小児虫垂炎の治療に手術はほぼ無用 [医学・医療への疑問]

小児虫垂炎における治療で、非手術(抗生物質)と手術について、成功率、治療関連障害、満足度、健康関連の生活の質、および合併症の違いを比較した研究の結果、双方に有意差は認められなかった。但し、小児虫垂炎の治療において、抗生物質だけによる非術的な管理は手術よりも障害日数が少なく、合併症が無い可能性がある(統計的に有意)。

2015年5月から2018年10月までに、米国7州10カ所の第三次小児病院で治療を受けた7歳から17歳までの1068人の小児を対象とした多制度非無作為化制御介入研究。フォローアップは、2019年10月までの1年間、1209人の患者のうち、1068人が研究に登録した。

抗生物質単独(n =370)または緊急(12時間の入院)腹腔鏡下虫垂切除術(n=698)。家族の選択によって決定。

子供が虫垂炎関連ケアによって、通常の活動に参加できなかった日数の合計日数 (予想差、5 日間) と、非手術管理は、最初の1年で虫垂切除を受けていない患者の割合を成功率として定義。結果評価のための、治療群間の差を調整するために、治療重みの逆確率(IPTW)を使用。

#### やること
上にある小児虫垂炎の治療についての文章を、一字も変えずに全文そのまま返してください。

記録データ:
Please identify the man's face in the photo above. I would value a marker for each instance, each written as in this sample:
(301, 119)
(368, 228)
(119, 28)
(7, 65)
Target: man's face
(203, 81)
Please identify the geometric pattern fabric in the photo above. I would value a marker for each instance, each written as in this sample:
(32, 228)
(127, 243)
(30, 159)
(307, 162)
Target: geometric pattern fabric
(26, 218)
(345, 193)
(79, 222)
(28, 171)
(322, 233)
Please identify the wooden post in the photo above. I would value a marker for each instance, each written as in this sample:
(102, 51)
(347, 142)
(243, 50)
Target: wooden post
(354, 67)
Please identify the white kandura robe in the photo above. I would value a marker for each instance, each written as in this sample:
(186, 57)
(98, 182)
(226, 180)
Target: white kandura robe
---
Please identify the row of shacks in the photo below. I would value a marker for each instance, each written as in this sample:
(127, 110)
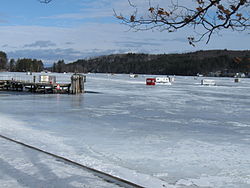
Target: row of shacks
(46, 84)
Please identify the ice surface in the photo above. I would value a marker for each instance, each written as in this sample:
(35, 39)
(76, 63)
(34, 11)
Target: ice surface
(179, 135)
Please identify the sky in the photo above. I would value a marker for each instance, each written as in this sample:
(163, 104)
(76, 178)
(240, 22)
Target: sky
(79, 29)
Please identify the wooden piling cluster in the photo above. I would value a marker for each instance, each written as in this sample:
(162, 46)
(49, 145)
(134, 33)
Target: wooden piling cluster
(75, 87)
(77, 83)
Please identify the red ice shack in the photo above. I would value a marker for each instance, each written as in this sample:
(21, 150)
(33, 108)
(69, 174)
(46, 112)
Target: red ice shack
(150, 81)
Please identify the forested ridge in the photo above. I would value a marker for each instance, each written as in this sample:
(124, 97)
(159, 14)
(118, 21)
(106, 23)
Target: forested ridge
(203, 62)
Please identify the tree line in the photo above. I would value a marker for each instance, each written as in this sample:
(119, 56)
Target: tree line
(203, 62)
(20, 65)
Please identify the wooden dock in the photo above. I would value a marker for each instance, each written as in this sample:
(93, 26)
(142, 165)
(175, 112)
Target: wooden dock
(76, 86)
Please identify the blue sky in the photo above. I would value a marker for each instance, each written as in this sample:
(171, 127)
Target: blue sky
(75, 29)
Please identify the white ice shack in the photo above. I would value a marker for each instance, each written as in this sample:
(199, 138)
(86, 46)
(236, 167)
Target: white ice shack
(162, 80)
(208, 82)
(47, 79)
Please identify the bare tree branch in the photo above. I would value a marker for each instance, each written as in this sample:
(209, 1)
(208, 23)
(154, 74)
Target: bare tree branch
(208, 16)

#### 最終の答え
小児虫垂炎の治療に手術はほぼ無用 [医学・医療への疑問]

小児虫垂炎における治療で、非手術(抗生物質)と手術について、成功率、治療関連障害、満足度、健康関連の生活の質、および合併症の違いを比較した研究の結果、双方に有意差は認められなかった。但し、小児虫垂炎の治療において、抗生物質だけによる非術的な管理は手術よりも障害日数が少なく、合併症が無い可能性がある(統計的に有意)。

2015年5月から2018年10月までに、米国7州10カ所の第三次小児病院で治療を受けた7歳から17歳までの1068人の小児を対象とした多制度非無作為化制御介入研究。フォローアップは、2019年10月までの1年間、1209人の患者のうち、1068人が研究に登録した。

抗生物質単独(n =370)または緊急(12時間の入院)腹腔鏡下虫垂切除術(n=698)。家族の選択によって決定。

子供が虫垂炎関連ケアによって、通常の活動に参加できなかった日数の合計日数 (予想差、5 日間) と、非手術管理は、最初の1年で虫垂切除を受けていない患者の割合を成功率として定義。結果評価のための、治療群間の差を調整するために、治療重みの逆確率(IPTW)を使用。